Records from a data source
═══

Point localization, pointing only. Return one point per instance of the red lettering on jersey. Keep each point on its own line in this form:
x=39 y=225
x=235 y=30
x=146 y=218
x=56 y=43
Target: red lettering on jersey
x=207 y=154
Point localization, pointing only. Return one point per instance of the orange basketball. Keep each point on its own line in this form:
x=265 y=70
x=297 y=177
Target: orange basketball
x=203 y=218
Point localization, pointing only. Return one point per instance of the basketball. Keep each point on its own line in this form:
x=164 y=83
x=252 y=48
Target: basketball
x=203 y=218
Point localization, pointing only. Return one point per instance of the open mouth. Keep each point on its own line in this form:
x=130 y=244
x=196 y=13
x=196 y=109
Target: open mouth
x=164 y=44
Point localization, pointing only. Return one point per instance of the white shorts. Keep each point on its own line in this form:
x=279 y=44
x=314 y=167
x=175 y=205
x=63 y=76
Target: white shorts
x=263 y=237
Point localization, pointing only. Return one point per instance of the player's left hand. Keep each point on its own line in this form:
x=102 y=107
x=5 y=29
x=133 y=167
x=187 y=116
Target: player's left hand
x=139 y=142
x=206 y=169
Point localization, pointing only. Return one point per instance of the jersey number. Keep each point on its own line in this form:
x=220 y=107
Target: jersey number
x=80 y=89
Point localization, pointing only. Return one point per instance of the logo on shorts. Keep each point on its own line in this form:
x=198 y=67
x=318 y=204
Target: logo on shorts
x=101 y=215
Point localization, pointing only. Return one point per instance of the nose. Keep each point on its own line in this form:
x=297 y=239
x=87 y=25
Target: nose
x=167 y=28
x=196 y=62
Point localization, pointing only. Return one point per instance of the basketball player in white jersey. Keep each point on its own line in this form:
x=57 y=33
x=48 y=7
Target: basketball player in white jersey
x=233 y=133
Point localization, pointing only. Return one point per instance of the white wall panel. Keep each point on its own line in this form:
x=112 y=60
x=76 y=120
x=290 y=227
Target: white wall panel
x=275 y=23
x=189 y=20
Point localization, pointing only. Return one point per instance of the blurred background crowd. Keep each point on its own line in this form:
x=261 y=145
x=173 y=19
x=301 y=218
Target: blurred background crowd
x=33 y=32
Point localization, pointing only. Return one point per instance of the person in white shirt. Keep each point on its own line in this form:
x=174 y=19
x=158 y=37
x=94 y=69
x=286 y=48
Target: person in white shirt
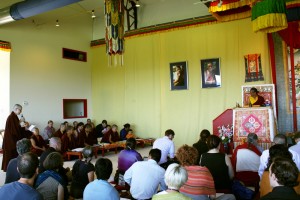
x=264 y=158
x=296 y=147
x=144 y=177
x=167 y=147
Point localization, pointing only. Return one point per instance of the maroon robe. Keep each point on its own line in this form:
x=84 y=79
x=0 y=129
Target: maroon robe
x=89 y=139
x=13 y=133
x=67 y=144
x=40 y=142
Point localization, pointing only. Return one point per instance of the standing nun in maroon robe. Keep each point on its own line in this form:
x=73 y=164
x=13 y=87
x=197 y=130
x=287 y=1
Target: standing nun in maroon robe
x=13 y=132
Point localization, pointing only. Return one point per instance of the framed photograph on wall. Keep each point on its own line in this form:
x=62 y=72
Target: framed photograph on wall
x=179 y=76
x=210 y=73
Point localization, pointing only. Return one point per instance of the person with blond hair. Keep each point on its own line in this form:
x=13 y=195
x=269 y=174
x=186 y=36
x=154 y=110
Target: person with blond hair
x=175 y=177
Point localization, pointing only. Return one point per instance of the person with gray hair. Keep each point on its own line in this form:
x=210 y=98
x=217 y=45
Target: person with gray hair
x=13 y=132
x=264 y=158
x=23 y=146
x=175 y=177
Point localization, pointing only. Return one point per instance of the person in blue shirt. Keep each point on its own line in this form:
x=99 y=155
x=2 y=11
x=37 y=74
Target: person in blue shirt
x=22 y=189
x=124 y=131
x=100 y=188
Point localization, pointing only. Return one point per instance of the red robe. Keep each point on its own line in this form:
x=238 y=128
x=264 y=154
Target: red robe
x=40 y=142
x=13 y=133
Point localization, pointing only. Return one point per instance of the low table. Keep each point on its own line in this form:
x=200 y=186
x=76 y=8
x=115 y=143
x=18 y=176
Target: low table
x=104 y=147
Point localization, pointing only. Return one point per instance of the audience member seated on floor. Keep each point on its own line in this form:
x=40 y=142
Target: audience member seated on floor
x=175 y=177
x=23 y=146
x=23 y=188
x=101 y=128
x=296 y=147
x=264 y=158
x=127 y=157
x=201 y=145
x=49 y=183
x=130 y=134
x=87 y=137
x=283 y=177
x=245 y=161
x=77 y=132
x=219 y=165
x=61 y=131
x=54 y=146
x=200 y=184
x=68 y=141
x=144 y=177
x=167 y=147
x=106 y=134
x=124 y=131
x=48 y=132
x=100 y=188
x=114 y=137
x=276 y=151
x=37 y=142
x=82 y=173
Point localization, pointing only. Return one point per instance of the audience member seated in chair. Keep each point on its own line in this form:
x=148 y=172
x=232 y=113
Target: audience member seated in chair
x=296 y=147
x=275 y=151
x=175 y=177
x=37 y=142
x=264 y=158
x=61 y=131
x=67 y=141
x=107 y=135
x=200 y=184
x=144 y=177
x=219 y=165
x=167 y=147
x=114 y=137
x=23 y=146
x=82 y=173
x=49 y=183
x=245 y=161
x=54 y=146
x=283 y=175
x=23 y=189
x=48 y=131
x=100 y=188
x=127 y=157
x=201 y=145
x=87 y=137
x=124 y=131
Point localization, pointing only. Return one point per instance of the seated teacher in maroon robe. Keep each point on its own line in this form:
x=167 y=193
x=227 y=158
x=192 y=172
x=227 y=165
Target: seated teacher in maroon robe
x=13 y=133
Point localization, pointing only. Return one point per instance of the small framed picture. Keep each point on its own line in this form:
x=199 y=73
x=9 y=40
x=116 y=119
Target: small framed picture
x=210 y=73
x=179 y=76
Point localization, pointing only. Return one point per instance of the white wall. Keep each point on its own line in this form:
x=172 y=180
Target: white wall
x=39 y=75
x=4 y=87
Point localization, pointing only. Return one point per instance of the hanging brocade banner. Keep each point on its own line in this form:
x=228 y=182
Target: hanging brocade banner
x=114 y=30
x=269 y=16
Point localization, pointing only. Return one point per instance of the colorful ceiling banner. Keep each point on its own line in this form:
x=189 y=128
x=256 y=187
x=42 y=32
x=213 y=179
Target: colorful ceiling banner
x=5 y=46
x=253 y=69
x=114 y=28
x=269 y=16
x=227 y=10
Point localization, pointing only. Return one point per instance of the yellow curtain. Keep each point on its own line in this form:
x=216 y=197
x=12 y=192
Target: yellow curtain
x=5 y=46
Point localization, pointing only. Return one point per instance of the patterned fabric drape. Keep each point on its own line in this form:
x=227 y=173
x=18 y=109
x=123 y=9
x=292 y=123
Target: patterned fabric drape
x=269 y=16
x=5 y=46
x=253 y=70
x=114 y=30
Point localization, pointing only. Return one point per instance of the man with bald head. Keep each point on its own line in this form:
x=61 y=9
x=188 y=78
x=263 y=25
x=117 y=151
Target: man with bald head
x=13 y=132
x=264 y=158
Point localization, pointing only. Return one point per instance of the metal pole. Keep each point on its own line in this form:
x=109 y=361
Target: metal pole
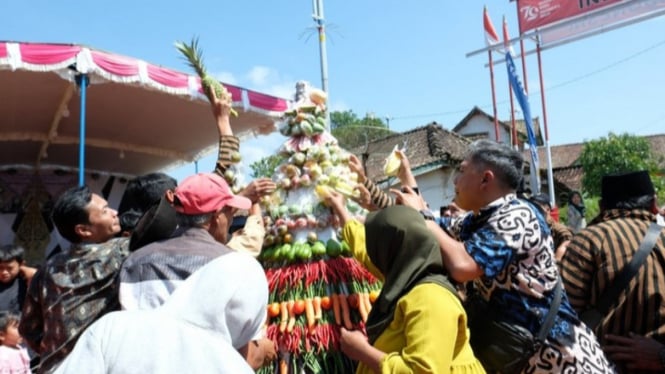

═══

* _DIRECTIVE_
Rewrite all of the data above, substituting "Point detection" for every occurrence of "Point localization" and leaving everything else unchanged. Leave the pictures out of your answer.

* _TASK SOLUTION_
Point detection, pointing only. Return one point per instance of the red lettering on jersey. Keep each point on its own line in this form:
x=39 y=225
x=235 y=30
x=146 y=218
x=56 y=43
Target: red lettering on jersey
x=207 y=154
Point detection, pointing only. Return one point per instance of the orange basketball. Keep each point on its own line in this form:
x=265 y=70
x=297 y=177
Target: orange basketball
x=203 y=218
Point detection, pointing only. Return one point per instance of the basketball. Keep each point on its own line in this form:
x=164 y=83
x=252 y=48
Target: basketball
x=203 y=218
Point detection, pointing only. Return one point per instance of the open mouth. Keep each point on its own line in this form:
x=130 y=244
x=196 y=13
x=196 y=109
Target: open mouth
x=164 y=44
Point detection, pointing only. Return one point per instance of the white shorts. Keep each point on its own line in this form:
x=279 y=44
x=314 y=167
x=175 y=205
x=63 y=76
Target: white shorts
x=263 y=237
Point detection, pointing only. Return one point per instance of the player's left hand. Keep each point on its own line in this form:
x=102 y=107
x=5 y=29
x=133 y=167
x=187 y=116
Target: player's left hand
x=139 y=142
x=206 y=169
Point detection, pointing only. Return one point per instance of the jersey number. Keep each point on its own line in this form:
x=220 y=107
Target: jersey number
x=80 y=89
Point detection, pointing only. Return one point per instance of the logo on shorts. Keep each point on its own line in this form:
x=198 y=67
x=318 y=204
Target: logo on shorts
x=101 y=215
Point detection, pointing only. Return one point per instance of the nose. Keep each point on its own line in this form:
x=297 y=239
x=87 y=25
Target: nose
x=167 y=28
x=196 y=62
Point detection, pointing only. Return one point per instance of the basketball player in white jersey. Keep each point on its own line in this form:
x=57 y=33
x=48 y=7
Target: basketball player in white jersey
x=233 y=133
Point detection, pointing only. Return one point per instance of the white wall panel. Keep each point on its own line in this form:
x=112 y=60
x=76 y=120
x=290 y=227
Target: white wall panel
x=275 y=23
x=189 y=20
Point detection, pointing only. Return one point per instance of the blurred background crowd. Keep each point on its own line in this form:
x=261 y=145
x=173 y=19
x=301 y=218
Target: blurred background crowd
x=33 y=32
Point detection, pointing only. Return one point per instance of the person in white shirt. Keep each point on its own line in this form:
x=174 y=19
x=158 y=37
x=94 y=69
x=286 y=48
Target: person in white shirt
x=264 y=158
x=296 y=147
x=144 y=177
x=167 y=147
Point detection, pointing only. Return one point per instance of the maroon robe. Keep each point on its own line in this form:
x=84 y=79
x=0 y=129
Target: maroon robe
x=89 y=139
x=13 y=133
x=67 y=144
x=40 y=142
Point detection, pointing only. Return one point per instance of the standing nun in maroon robe. Keep each point on its own line in this form:
x=73 y=164
x=13 y=87
x=197 y=130
x=287 y=1
Target: standing nun in maroon robe
x=13 y=132
Point detection, pointing only. Return one point per instance of the framed photograph on wall. Keep each point on its own line in this form:
x=62 y=72
Target: framed photograph on wall
x=179 y=76
x=210 y=73
Point detection, pointing only. Return one point per instance of the person with blond hair. Keep each point on its own line in this form:
x=13 y=195
x=269 y=174
x=186 y=36
x=154 y=110
Target: person with blond hair
x=175 y=177
Point detection, pointing only. Return one point per instance of the person with gray hair. Keep each point on its own line in this form:
x=210 y=98
x=217 y=45
Target: person with gray hair
x=13 y=132
x=264 y=158
x=23 y=146
x=175 y=177
Point detection, pointing only. Return one point per instance of the person in blue shirt. Keep each point on its own line in this form:
x=99 y=155
x=2 y=11
x=37 y=74
Target: person in blue shirt
x=22 y=189
x=124 y=131
x=100 y=188
Point detection, pointing only. Return one point per instance of the red robe. Keep each point on its own line in this form:
x=238 y=128
x=264 y=154
Target: red robe
x=40 y=142
x=13 y=133
Point detection, pointing only. Return one point per instance of the low table. Keep each point on its own line in this form:
x=200 y=186
x=76 y=8
x=115 y=143
x=18 y=176
Target: low table
x=104 y=147
Point detection, pointing only. Return one point per instance of the audience member seated on floor. Keep each point on its own line in this form:
x=40 y=142
Target: audience member seated on floor
x=175 y=177
x=23 y=146
x=23 y=188
x=101 y=128
x=296 y=147
x=264 y=158
x=127 y=157
x=201 y=145
x=49 y=183
x=130 y=134
x=87 y=137
x=283 y=177
x=245 y=161
x=77 y=132
x=219 y=165
x=61 y=131
x=54 y=146
x=200 y=184
x=68 y=141
x=144 y=177
x=167 y=147
x=106 y=134
x=124 y=131
x=48 y=132
x=100 y=188
x=114 y=137
x=276 y=151
x=37 y=142
x=82 y=173
Point detection, pointing only. Return one point per instance of the audience member seated in chair. Keep each point on its own line in this form:
x=148 y=172
x=232 y=113
Target: audience member seated in chair
x=296 y=147
x=275 y=151
x=175 y=177
x=37 y=142
x=264 y=158
x=61 y=131
x=67 y=141
x=107 y=135
x=200 y=184
x=144 y=177
x=219 y=165
x=167 y=147
x=114 y=137
x=23 y=146
x=82 y=173
x=49 y=183
x=245 y=161
x=54 y=146
x=283 y=175
x=23 y=189
x=48 y=131
x=100 y=188
x=127 y=157
x=201 y=145
x=87 y=137
x=124 y=131
Point detection, pointing only. Return one point per instance of the seated teacher in maroon robe. Keep each point on its own line in this form:
x=167 y=193
x=227 y=158
x=192 y=172
x=227 y=165
Target: seated teacher in maroon robe
x=13 y=133
Point detection, pointing only. Return one point per instance of the small framed picture. Keep each point on its own line in this form:
x=199 y=73
x=9 y=40
x=116 y=119
Target: small framed picture
x=210 y=73
x=179 y=76
Point detection, pointing only. Return one point per instance of the white wall. Keep each point on its own line in this form:
x=172 y=180
Target: white wall
x=39 y=75
x=4 y=87
Point detection, pointing only. Return one point per instance of the hanging brocade banner. Keep each point on its own line in this form:
x=228 y=182
Target: hanging brocade banner
x=114 y=30
x=269 y=16
Point detection, pointing only. Return one point per instance of the colorful ceiling banner. Keep each point on its own line in this form:
x=189 y=128
x=256 y=187
x=42 y=32
x=213 y=179
Target: colorful ceiling banner
x=5 y=46
x=253 y=69
x=114 y=28
x=269 y=16
x=227 y=10
Point detection, pointing only. Return one point per instance of the yellow curtain. Keep each point on its own line in this form:
x=216 y=197
x=12 y=192
Target: yellow curtain
x=5 y=46
Point detection, pointing only. Return one point per instance of the patterned fabric drape. Keep each point on its own line in this form:
x=227 y=173
x=18 y=109
x=123 y=9
x=292 y=123
Target: patterned fabric drape
x=269 y=16
x=5 y=46
x=253 y=70
x=114 y=30
Point detection, pointing only. Return one point per instance of the man with bald head. Keep each point on its own line in this form:
x=61 y=9
x=188 y=78
x=263 y=25
x=117 y=151
Target: man with bald head
x=13 y=132
x=264 y=158
Point detection, pointing only. Return one point per instance of the metal pole. Keep each point on its own line in this form:
x=109 y=361
Target: metal pole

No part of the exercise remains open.